Records shown
⟨
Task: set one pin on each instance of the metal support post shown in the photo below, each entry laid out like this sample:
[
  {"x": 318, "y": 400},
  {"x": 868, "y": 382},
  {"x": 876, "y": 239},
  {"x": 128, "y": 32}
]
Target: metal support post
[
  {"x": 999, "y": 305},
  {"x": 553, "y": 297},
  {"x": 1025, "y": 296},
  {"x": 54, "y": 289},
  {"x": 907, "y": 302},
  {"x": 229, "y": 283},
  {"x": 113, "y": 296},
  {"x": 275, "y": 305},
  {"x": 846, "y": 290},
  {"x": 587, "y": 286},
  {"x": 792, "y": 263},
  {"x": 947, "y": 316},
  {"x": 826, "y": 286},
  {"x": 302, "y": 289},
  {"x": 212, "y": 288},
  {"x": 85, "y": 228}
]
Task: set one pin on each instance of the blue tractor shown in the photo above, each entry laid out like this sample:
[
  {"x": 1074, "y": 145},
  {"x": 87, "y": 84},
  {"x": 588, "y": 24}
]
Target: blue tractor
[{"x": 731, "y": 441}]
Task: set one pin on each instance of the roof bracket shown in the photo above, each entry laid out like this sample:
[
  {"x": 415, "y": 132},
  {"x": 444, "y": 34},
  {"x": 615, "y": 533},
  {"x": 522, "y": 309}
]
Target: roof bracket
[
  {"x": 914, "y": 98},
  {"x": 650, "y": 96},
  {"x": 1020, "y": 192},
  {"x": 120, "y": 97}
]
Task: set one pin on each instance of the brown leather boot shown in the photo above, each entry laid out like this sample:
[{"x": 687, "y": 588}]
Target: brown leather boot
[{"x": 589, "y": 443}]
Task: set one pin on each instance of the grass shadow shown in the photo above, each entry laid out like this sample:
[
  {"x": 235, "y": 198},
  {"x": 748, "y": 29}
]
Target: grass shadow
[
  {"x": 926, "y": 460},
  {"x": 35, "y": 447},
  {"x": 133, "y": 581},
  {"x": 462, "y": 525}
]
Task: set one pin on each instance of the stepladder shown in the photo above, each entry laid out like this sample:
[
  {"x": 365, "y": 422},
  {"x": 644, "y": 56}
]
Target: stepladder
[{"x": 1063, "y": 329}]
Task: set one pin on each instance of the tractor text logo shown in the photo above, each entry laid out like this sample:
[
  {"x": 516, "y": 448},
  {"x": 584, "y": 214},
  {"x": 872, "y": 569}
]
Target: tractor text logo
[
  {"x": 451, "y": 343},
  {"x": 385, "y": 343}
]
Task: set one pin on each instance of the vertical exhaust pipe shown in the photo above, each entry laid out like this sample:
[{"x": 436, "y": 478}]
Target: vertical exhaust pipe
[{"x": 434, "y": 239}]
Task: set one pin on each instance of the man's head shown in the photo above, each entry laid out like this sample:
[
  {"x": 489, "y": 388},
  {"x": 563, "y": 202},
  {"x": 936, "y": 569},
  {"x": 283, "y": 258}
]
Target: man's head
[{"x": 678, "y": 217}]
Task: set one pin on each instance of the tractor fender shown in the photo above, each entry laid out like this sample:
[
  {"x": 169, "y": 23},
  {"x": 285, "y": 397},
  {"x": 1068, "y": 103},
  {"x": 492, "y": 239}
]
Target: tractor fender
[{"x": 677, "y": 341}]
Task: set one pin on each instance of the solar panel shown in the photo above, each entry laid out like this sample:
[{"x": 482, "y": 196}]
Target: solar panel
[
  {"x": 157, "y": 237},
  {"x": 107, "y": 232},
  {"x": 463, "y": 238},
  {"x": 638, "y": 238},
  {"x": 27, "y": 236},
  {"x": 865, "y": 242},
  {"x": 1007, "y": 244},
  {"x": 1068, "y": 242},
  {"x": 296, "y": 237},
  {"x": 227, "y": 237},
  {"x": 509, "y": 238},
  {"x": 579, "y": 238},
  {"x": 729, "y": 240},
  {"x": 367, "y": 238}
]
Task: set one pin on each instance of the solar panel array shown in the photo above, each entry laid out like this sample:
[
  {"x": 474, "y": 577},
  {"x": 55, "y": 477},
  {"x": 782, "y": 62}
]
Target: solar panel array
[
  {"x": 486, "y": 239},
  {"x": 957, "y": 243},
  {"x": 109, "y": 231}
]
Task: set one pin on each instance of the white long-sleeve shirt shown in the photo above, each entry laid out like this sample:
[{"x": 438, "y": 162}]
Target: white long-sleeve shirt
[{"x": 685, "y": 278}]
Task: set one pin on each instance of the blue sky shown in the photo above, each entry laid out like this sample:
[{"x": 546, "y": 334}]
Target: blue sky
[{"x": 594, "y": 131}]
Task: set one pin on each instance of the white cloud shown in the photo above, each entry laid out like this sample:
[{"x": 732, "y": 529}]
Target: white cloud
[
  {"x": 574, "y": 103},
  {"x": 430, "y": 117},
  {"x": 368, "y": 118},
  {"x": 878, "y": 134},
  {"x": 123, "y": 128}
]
⟩
Directions for this task
Reproduce the material above exactly; please quote every line of it.

Task output
Task: set one pin on each instance of the metal support post shown in the photo below, each entry laid out like this sample:
[
  {"x": 318, "y": 400},
  {"x": 868, "y": 382},
  {"x": 876, "y": 239},
  {"x": 128, "y": 32}
]
Target: metal support post
[
  {"x": 999, "y": 305},
  {"x": 553, "y": 297},
  {"x": 1025, "y": 296},
  {"x": 54, "y": 289},
  {"x": 907, "y": 302},
  {"x": 229, "y": 283},
  {"x": 113, "y": 296},
  {"x": 275, "y": 305},
  {"x": 846, "y": 290},
  {"x": 587, "y": 286},
  {"x": 792, "y": 263},
  {"x": 947, "y": 316},
  {"x": 826, "y": 286},
  {"x": 302, "y": 289},
  {"x": 212, "y": 288},
  {"x": 85, "y": 228}
]
Task: set one pin on each instance of the blue tractor shown in the photo above, each entry laid out like this sample:
[
  {"x": 1074, "y": 145},
  {"x": 87, "y": 84},
  {"x": 588, "y": 24}
]
Target: blue tractor
[{"x": 731, "y": 441}]
Task: set one pin on each instance of the roof bracket shown in the photo above, each entry laid out like this sample:
[
  {"x": 415, "y": 132},
  {"x": 444, "y": 34},
  {"x": 615, "y": 533},
  {"x": 522, "y": 309}
]
Target: roof bracket
[
  {"x": 914, "y": 98},
  {"x": 650, "y": 96},
  {"x": 1020, "y": 192},
  {"x": 120, "y": 97}
]
Task: set one pin on each instance of the brown leather boot shown in the photo above, each entry laid out like this sample:
[{"x": 687, "y": 588}]
Target: brown leather boot
[{"x": 589, "y": 443}]
Task: set one pin on each instance of the grass shadow shown in the photo above, each entry laid out like this sample:
[
  {"x": 235, "y": 198},
  {"x": 748, "y": 29}
]
Target: grass shadow
[
  {"x": 926, "y": 460},
  {"x": 35, "y": 447},
  {"x": 133, "y": 581},
  {"x": 462, "y": 525}
]
Task: set one pin on each instance of the stepladder shown in the photo above, each entry laid out like this sample:
[
  {"x": 365, "y": 422},
  {"x": 644, "y": 56}
]
Target: stepladder
[{"x": 1063, "y": 329}]
Task: set one pin on each instance of the tractor text logo shown in the photo above, each entry laid out like this sample:
[
  {"x": 516, "y": 448},
  {"x": 584, "y": 214},
  {"x": 872, "y": 569}
]
Target: tractor text logo
[
  {"x": 451, "y": 343},
  {"x": 385, "y": 343}
]
Task: set one pin on each instance of the vertical exhaust pipe shown in the photo above, each entry laid out like this sample:
[{"x": 436, "y": 478}]
Target: vertical exhaust pipe
[{"x": 434, "y": 239}]
Task: set one pin on each instance of the man's head shown in the photo above, each entry laid out like this sample:
[
  {"x": 489, "y": 388},
  {"x": 563, "y": 202},
  {"x": 936, "y": 569},
  {"x": 283, "y": 258}
]
Target: man's head
[{"x": 678, "y": 217}]
Task: set one pin on each instance of the tractor fender shown in the photo above, each entry laid out like this sample:
[
  {"x": 169, "y": 23},
  {"x": 285, "y": 397},
  {"x": 1068, "y": 103},
  {"x": 492, "y": 239}
]
Target: tractor fender
[{"x": 677, "y": 341}]
Task: set one pin on each instance of the solar panel shown in the photo above, each entry laid out like this sample:
[{"x": 482, "y": 196}]
Target: solar panel
[
  {"x": 157, "y": 237},
  {"x": 107, "y": 232},
  {"x": 463, "y": 238},
  {"x": 638, "y": 238},
  {"x": 27, "y": 236},
  {"x": 865, "y": 242},
  {"x": 1007, "y": 244},
  {"x": 1068, "y": 242},
  {"x": 296, "y": 237},
  {"x": 227, "y": 237},
  {"x": 509, "y": 238},
  {"x": 579, "y": 238},
  {"x": 729, "y": 240},
  {"x": 367, "y": 238}
]
Task: set one pin on each instance of the solar panel array shown in the photo above, each entry laid out like this sample:
[
  {"x": 474, "y": 577},
  {"x": 55, "y": 477},
  {"x": 782, "y": 62}
]
Target: solar panel array
[
  {"x": 486, "y": 239},
  {"x": 957, "y": 243},
  {"x": 109, "y": 231}
]
Task: set one pin on each instance of the white long-sleeve shirt shown in the photo above, each entry laid out like this sample:
[{"x": 438, "y": 162}]
Target: white long-sleeve shirt
[{"x": 685, "y": 278}]
Task: set one pin on each instance of the blue sky shown in the photo above, each entry laid out like this sample:
[{"x": 546, "y": 334}]
Target: blue sky
[{"x": 594, "y": 131}]
Task: set one pin on each instance of the white cloud shown in the photo above, each entry laid out like this sample:
[{"x": 732, "y": 529}]
Target: white cloud
[
  {"x": 574, "y": 103},
  {"x": 430, "y": 117},
  {"x": 368, "y": 118},
  {"x": 878, "y": 134},
  {"x": 123, "y": 128}
]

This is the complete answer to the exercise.